• [AIM OF THE TASK]:
Please repeat the material below, swapping "white metal window bar" for "gray metal window grille" wherever it occurs and leaving everything else unchanged.

• [ENTRIES PROVIDED]:
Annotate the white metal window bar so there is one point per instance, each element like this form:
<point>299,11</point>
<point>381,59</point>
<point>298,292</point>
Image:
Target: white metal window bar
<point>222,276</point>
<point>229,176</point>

• [SOLVED PROBLEM]:
Annotate the gray metal window grille so there is one point per instance, each element like this form:
<point>299,11</point>
<point>381,59</point>
<point>298,292</point>
Image:
Target: gray metal window grille
<point>222,276</point>
<point>229,176</point>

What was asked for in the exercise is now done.